*What is needed:* Format every item below as a two-column CSV with the header row item,answer, one row per item: the item's text goes in the first quoted field and its answer in the second, with line breaks replaced by spaces. Leave the pictures out.

*Listed records:*
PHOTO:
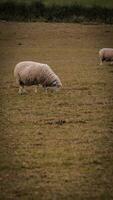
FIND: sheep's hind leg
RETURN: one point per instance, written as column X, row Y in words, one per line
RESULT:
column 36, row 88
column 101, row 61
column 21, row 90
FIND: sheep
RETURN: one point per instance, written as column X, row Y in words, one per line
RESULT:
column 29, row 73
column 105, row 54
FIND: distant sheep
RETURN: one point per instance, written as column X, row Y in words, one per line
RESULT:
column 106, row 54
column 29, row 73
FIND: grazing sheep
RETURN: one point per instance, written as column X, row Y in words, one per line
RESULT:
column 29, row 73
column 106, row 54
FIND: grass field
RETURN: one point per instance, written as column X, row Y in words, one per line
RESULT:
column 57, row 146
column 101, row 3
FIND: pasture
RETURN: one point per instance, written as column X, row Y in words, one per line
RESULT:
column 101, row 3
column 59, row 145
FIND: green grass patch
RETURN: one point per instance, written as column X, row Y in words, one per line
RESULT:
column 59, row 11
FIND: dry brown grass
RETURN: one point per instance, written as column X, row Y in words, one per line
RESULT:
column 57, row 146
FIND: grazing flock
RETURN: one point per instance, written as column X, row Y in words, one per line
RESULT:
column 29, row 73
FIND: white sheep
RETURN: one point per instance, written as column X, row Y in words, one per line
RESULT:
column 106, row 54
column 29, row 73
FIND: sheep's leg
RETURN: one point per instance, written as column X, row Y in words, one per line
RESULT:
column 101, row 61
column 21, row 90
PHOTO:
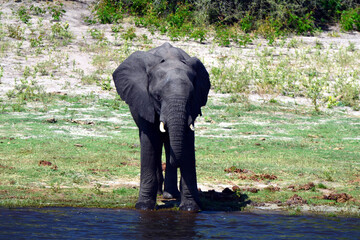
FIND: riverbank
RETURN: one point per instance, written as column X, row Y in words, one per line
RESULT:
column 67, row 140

*Output for this task:*
item,answer
"PHOTO: FIND: sheep's hind leg RETURN: one point per instance, written as column X, row Y in words, one per line RESULT:","column 36, row 88 column 101, row 61 column 21, row 90"
"FIND: sheep RETURN: one point per instance, written as column X, row Y in words, one per line RESULT:","column 29, row 73 column 105, row 54"
"FIND: distant sheep RETURN: one point per instance, written as column X, row Y in words, one per line RESULT:","column 106, row 54 column 29, row 73"
"FIND: grazing sheep RETURN: one point per instance, written as column X, row Y in words, one per line RESULT:","column 29, row 73 column 106, row 54"
"FIND: grass field RETURN: one point per instance, written as column X, row Y in words, one per line RESULT:","column 57, row 146 column 101, row 3"
"FIND: pasture RETURN: one point per instance, written as column X, row Y in words, one per line RESULT:","column 101, row 3 column 59, row 145"
"FIND: green grass patch RETURN: one point per instance, written as column X, row Y in words, one per line RESULT:","column 59, row 11"
"FIND: dry brown grass RETURN: one point per instance, written as column X, row Y in words, one per line RESULT:","column 57, row 146"
"FIND: grazing flock RETURN: one point per instance, written as column X, row Y in words, one per line RESULT:","column 29, row 73"
"FIND: white sheep RETURN: one point per instance, written as column X, row Y in words, one per line RESULT:","column 106, row 54 column 29, row 73"
"FIND: sheep's leg RETURN: one point per instance, written as column X, row Y in words, one per line RESULT:","column 101, row 61 column 21, row 90"
"PHOTO: FIND: riverbank RETURN: one point per instance, written as column X, row Y in words, one per line RESULT:","column 67, row 140"